In the post on tuberculosis and illegal immigration, please state how many people the health department had to screen after the illegal immigrant on the Queensland Gold Coast died.

SELECTED EXCERPT:
Start of Block

The campaign in Australia in the middle of last century to eradicate tuberculosis was essentially successful, yet in 1992 conclusive research clearly showed that a large proportion of Sydney’s overseas-born children were tuberculosis carriers. These terrible facts, which have been largely hidden from the Australian people, are not my facts; rather, they come from Monash University demography papers, People and Places, and the Australian Medical Journal.

Should we discriminate on the basis of political correctness? Certainly to choose not to discriminate on the basis of political correctness is to discriminate against Australians who are already living in this country and are as yet uninfected. A couple of years ago an illegal immigrant with tuberculosis was tracked down on the Queensland Gold Coast, and the only reason the authorities caught up with him was because he died—funnily enough, of tuberculosis. This particular highly infectious illegal immigrant was working in a shop and his death resulted in the health department having to screen an estimated 300 people who were understood to have come into contact with his coughing and spluttering. That man was an illegal immigrant and should not have been in Australia. That point is clear. But what of the thousands like him roaming free? What diseases are they spreading?

If not for any other reason, mandatory detention of so-called asylum seekers is of paramount importance for health screening to protect the Australian population. We should not allow political correctness or misplaced compassion to cause us to ignore the fact that many of those illegally entering Australia come from places where hepatitis B, hepatitis C, tuberculosis and AIDS are so prevalent that it is very common for them to have at least one of these infectious and deadly diseases.

4 comments

  1. I think this illegal immigration issue needs a combined approach from all major countries in the Asia Pacific region and the Indian Ocean.

    A few years ago, there were talks of forming an anti-pirate strike force, comprising naval ships to counter piracy in the afore mentioned areas. Perhaps this force, could also focus on boats sailing/drifting on the high seas.

    1. Thanks DNS. Can’t see any reasonable person disagreeing, but of course where asylum seekers are concerned, the only place they really want to get to is Australia, so the rest of the region isn’t breaking their necks to help us with what is seen as our problem.

  2. David there is yet another side to the problems of illegal immigration, and that it the danger of people unknowingly bringing in the animal disease of foot & mouth. Our authorities know it is a matter of ‘when’ not ‘if’ this terrible disease is detected in Australia. This is one of the reasons it is critical we have electronic eartag identification across all of our sheep population, as well as across cattle. However we are going to find it infinately harder to identify and track all of our wild animal population, such as deer, pigs, horses and goats, should they come into contact with the disease.
    In 2001 the estimated financial impact of a foot & mouth outbreak in Australia was a loss of between $7.1billion to $16billion to our eceonomic bottom line (ABARES). However while these figures are large, they mask what will be happening to individual people, farms, families and communities in areas where every hoofed animal will be destroyed, generations of breeding can be lost, livelihoods decimated.
    This disease is prevalent in the Middle East, Asia, Africa & South America.

    1. Thank you Nicola. I was unaware of that threat as posed by illegal immigration. Appreciate your informative post.

End of Block

Stored records
Start of Block

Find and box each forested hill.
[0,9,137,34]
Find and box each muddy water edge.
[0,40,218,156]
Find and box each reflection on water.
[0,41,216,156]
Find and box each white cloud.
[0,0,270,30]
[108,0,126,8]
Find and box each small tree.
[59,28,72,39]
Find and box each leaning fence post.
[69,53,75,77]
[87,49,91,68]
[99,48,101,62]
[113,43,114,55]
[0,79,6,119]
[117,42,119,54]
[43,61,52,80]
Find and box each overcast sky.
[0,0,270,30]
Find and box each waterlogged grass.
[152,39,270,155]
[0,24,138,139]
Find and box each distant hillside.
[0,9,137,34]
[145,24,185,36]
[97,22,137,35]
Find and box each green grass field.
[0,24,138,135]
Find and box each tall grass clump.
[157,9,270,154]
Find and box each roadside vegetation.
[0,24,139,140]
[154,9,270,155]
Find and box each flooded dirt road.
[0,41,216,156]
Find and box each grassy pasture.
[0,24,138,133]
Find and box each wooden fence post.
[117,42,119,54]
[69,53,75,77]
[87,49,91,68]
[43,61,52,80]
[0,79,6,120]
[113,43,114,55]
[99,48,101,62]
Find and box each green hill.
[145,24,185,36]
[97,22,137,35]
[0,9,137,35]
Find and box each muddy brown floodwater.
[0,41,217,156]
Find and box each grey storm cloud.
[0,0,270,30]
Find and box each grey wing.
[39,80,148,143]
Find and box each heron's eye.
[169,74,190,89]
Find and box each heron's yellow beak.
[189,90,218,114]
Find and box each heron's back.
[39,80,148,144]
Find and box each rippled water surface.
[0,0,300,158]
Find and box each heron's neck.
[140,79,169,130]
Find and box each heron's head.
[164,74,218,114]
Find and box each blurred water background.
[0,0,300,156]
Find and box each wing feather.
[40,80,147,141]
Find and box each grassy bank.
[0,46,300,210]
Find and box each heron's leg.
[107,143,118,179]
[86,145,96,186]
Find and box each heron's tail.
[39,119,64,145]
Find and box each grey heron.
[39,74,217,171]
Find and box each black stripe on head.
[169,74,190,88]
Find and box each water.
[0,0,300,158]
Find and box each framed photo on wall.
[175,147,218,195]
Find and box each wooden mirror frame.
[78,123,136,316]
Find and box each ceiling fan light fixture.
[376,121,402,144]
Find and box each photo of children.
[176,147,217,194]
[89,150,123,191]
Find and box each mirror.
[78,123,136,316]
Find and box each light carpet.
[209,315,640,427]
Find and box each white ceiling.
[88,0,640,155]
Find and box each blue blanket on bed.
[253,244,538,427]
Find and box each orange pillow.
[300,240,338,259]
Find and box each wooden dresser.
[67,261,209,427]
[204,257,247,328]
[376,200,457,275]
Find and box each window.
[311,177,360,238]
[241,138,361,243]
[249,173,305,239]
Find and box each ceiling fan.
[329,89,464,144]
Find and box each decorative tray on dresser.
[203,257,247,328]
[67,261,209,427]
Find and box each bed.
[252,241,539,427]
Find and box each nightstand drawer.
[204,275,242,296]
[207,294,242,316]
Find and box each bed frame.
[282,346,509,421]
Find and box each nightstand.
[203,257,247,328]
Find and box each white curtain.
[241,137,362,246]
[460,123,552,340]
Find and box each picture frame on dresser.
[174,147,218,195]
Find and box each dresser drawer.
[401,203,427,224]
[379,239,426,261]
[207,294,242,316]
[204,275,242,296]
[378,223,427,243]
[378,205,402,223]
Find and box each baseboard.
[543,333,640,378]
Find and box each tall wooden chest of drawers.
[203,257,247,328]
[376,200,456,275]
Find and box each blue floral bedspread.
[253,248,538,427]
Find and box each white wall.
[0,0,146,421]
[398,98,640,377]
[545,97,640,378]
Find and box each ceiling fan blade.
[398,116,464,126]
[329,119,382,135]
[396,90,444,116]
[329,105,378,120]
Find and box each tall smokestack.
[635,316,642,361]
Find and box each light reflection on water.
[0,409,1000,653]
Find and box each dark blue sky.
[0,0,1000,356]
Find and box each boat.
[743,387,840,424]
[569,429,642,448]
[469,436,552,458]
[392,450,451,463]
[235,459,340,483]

End of Block

RESPONSE AREA:
An estimated 300 people.